YOUR OBJECTIVE:
The records follow. Give them all back exactly.

━━━ DATA FOR PROCESSING

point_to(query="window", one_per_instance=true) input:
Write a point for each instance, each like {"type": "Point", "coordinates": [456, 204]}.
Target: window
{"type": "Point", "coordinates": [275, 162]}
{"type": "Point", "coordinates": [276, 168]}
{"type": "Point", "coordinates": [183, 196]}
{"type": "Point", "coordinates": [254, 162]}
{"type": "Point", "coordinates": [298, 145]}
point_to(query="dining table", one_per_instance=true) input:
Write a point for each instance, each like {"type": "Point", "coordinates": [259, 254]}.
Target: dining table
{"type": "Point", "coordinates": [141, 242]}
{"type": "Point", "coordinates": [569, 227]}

━━━━━━

WRITTEN RESPONSE:
point_to(query="window", one_per_instance=true) input:
Write a point for each instance, each like {"type": "Point", "coordinates": [456, 204]}.
Target: window
{"type": "Point", "coordinates": [275, 162]}
{"type": "Point", "coordinates": [276, 168]}
{"type": "Point", "coordinates": [183, 196]}
{"type": "Point", "coordinates": [254, 162]}
{"type": "Point", "coordinates": [298, 145]}
point_to(query="dining table", one_per_instance=true) input:
Write a point for each instance, each like {"type": "Point", "coordinates": [259, 254]}.
Target: dining table
{"type": "Point", "coordinates": [141, 242]}
{"type": "Point", "coordinates": [569, 227]}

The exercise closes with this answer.